**Work to be completed**
Pull out every line of the items below and copy each one word for word.

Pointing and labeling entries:
— begin —
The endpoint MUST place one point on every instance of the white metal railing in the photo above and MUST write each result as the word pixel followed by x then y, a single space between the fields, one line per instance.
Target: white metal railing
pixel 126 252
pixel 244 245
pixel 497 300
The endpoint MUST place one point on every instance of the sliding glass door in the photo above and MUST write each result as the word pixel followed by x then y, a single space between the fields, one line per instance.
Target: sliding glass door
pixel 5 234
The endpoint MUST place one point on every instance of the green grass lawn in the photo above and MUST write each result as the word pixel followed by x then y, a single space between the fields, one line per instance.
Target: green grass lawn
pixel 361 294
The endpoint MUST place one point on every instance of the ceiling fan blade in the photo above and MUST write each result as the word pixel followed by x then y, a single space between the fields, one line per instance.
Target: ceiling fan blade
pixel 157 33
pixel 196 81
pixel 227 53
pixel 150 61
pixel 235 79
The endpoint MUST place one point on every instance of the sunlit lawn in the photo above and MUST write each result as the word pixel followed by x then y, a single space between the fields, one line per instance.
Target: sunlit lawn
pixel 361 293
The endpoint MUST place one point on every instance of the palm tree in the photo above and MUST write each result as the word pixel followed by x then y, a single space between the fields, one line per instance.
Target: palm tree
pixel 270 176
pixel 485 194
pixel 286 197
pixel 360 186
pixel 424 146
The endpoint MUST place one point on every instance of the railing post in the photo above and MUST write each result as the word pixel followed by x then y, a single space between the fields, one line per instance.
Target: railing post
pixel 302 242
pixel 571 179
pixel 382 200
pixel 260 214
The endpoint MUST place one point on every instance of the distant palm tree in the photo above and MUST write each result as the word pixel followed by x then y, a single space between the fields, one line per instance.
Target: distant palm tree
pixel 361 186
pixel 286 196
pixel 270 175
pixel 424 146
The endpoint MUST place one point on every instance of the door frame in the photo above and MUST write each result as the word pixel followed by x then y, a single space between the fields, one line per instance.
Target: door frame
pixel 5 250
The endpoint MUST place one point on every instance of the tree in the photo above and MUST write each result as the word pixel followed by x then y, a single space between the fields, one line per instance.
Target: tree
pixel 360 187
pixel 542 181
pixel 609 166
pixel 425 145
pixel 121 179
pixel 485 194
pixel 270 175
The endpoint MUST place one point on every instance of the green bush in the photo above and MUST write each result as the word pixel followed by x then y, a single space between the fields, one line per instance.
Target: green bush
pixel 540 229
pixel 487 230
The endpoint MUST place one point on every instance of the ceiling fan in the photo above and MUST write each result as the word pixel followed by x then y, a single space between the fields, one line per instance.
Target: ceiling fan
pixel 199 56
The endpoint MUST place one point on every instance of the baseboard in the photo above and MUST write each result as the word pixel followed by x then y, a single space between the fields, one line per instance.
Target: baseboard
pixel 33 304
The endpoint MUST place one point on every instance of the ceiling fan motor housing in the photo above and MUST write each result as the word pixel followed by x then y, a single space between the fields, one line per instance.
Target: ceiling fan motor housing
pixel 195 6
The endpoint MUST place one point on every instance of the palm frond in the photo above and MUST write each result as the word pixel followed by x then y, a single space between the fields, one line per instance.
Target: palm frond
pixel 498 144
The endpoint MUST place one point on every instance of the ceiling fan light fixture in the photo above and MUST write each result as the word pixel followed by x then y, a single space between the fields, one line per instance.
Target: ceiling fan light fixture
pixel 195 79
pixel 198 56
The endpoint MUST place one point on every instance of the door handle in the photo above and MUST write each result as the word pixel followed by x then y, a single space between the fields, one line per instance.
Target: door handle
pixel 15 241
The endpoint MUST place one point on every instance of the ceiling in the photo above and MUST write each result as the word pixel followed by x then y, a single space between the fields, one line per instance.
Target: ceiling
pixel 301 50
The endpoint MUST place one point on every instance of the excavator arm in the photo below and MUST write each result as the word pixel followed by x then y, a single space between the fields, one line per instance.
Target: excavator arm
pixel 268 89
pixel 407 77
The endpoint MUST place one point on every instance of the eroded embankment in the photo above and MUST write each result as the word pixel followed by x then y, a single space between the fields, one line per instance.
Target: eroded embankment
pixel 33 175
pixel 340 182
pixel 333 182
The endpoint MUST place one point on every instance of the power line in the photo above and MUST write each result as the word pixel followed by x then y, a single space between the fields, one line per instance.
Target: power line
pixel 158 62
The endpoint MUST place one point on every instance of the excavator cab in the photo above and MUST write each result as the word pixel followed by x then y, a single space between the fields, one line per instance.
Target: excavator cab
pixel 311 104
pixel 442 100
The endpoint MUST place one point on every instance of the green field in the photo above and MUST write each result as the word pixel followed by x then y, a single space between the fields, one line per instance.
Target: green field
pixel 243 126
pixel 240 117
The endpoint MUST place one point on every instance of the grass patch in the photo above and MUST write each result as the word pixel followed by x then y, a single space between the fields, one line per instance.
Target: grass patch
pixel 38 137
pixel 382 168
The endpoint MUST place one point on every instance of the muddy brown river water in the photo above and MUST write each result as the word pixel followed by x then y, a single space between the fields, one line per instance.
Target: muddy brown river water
— end —
**Exercise response**
The endpoint MUST place one point on every instance of the white metal railing in the photo above and MUST write each result as the word pixel followed by x then y, a single space between the fields, one line per instance.
Target: white metal railing
pixel 126 252
pixel 244 245
pixel 497 300
The endpoint MUST place one point on every instance of the sliding glass door in the photo above and MUST write each result as the word pixel followed by x then y, a single space between the fields, one line per instance.
Target: sliding glass door
pixel 5 234
The endpoint MUST place one point on every instance of the green grass lawn in the photo above and MUST write each result as the word pixel followed by x then y, a single space between the fields, one line per instance.
Target: green grass lawn
pixel 361 294
The endpoint MUST place one point on every instance of the ceiling fan blade in the photo above and MUST write each result as the word pixel followed by x then y, a single space between the fields, one line per instance.
Target: ceiling fan blade
pixel 157 33
pixel 196 81
pixel 227 53
pixel 150 61
pixel 235 79
The endpoint MUST place one point on every instance of the sunlit lawn in the photo above and MUST write each result as the word pixel followed by x then y, a single space between the fields, one line per instance.
Target: sunlit lawn
pixel 361 293
The endpoint MUST place one point on every instance of the palm tree in the photo above and MUST write each result as the word pixel followed by x then y, a single space between the fields, one line per instance.
Target: palm tree
pixel 270 176
pixel 485 194
pixel 286 197
pixel 360 186
pixel 424 146
The endpoint MUST place one point on every instance of the railing post in the photo above and MUST write each result as the word pixel followed by x then y, a single space between the fields, one line per instance.
Target: railing post
pixel 302 242
pixel 571 179
pixel 382 200
pixel 260 214
The endpoint MUST place one point on every instance of the distant palm tree in the photo above and MUST write each result as the word pixel followed by x then y, a single space between the fields, one line per instance.
Target: distant palm tree
pixel 361 186
pixel 286 196
pixel 270 175
pixel 424 146
The endpoint MUST place one point on every instance of the door frame in the photo above and MUST write each result as the word pixel followed by x then y, a single space between the fields, one line per instance.
Target: door frame
pixel 5 250
The endpoint MUST place one point on every instance of the tree in the photo above and MUST write each result as the word pixel followed by x then y, a single space between the fields, one line per instance.
Target: tree
pixel 360 187
pixel 542 181
pixel 609 166
pixel 425 145
pixel 121 179
pixel 485 194
pixel 270 175
The endpoint MUST place one point on every instance of the green bush in the photo above and MUST write each result as the word pixel followed by x then y, a single space between the fields, one line per instance.
Target: green bush
pixel 540 229
pixel 487 230
The endpoint MUST place one point on every instance of the ceiling fan in the photo above and MUST write each result as the word pixel followed by x then y, a single space between the fields, one line per instance.
Target: ceiling fan
pixel 199 56
The endpoint MUST place one point on every instance of the baseboard in the photo above and MUST write each result as the word pixel followed by x then y, a single space between the fields, one line per instance.
Target: baseboard
pixel 33 304
The endpoint MUST place one point on every instance of the ceiling fan motor housing in the photo above and MUST write each result as the word pixel followed by x then y, a single space between the fields, one line per instance.
Target: ceiling fan motor housing
pixel 195 6
The endpoint MUST place one point on every instance of the palm frond in the photo above and MUST write each result as the word pixel followed by x then y, a single space between the fields, one line per instance.
Target: palm frond
pixel 498 144
The endpoint MUST place one point on every instance of the ceiling fan light fixture in the photo above and MUST write each result as the word pixel followed by x then y, a single space between the fields, one line per instance.
Target: ceiling fan light fixture
pixel 195 79
pixel 198 56
The endpoint MUST place one point on every instance of the door handle in the photo above and MUST write each result as the word pixel followed by x then y, a single space between the fields, one line per instance.
Target: door handle
pixel 15 241
The endpoint MUST place one point on every instance of the ceiling in the photo above and MUST write each result as the word pixel followed by x then y, a single space between the fields, one line per instance.
Target: ceiling
pixel 301 50
The endpoint MUST place one point on every instance of the excavator arm in the photo below and MUST write each result as the word pixel followed by x then y, a single space between the fields, one line per instance.
Target: excavator arm
pixel 268 89
pixel 407 77
The endpoint MUST place one point on every instance of the eroded embankment in the photo above and MUST write each result as the word pixel followed by x then y, a single space between the fields, one line per instance.
Target: eroded embankment
pixel 33 175
pixel 340 182
pixel 333 182
The endpoint MUST place one point on every instance of the power line in the photo above and MUST write each result as the word pixel followed by x then y, a single space between the fields, one line per instance.
Target: power line
pixel 158 62
The endpoint MUST place one point on every instance of the excavator cab in the photo above and MUST write each result as the word pixel followed by x then y, a single space between the fields, one line per instance.
Target: excavator cab
pixel 311 104
pixel 442 100
The endpoint MUST place one point on every instance of the green field in the photo above and MUST write each result as the word pixel followed by x then y, a single space between the fields, one line per instance.
Target: green field
pixel 243 126
pixel 240 117
The endpoint MUST place one point on every instance of the grass patch in the photo above and MUST write each result as the word pixel followed by x then y, a single space between the fields, one line per instance.
Target: grass patch
pixel 38 137
pixel 382 168
The endpoint MUST place one point on every instance of the muddy brown river water in the photo above and MUST write each result as the word pixel followed by x then y, a single space between the fields, one line per instance.
Target: muddy brown river water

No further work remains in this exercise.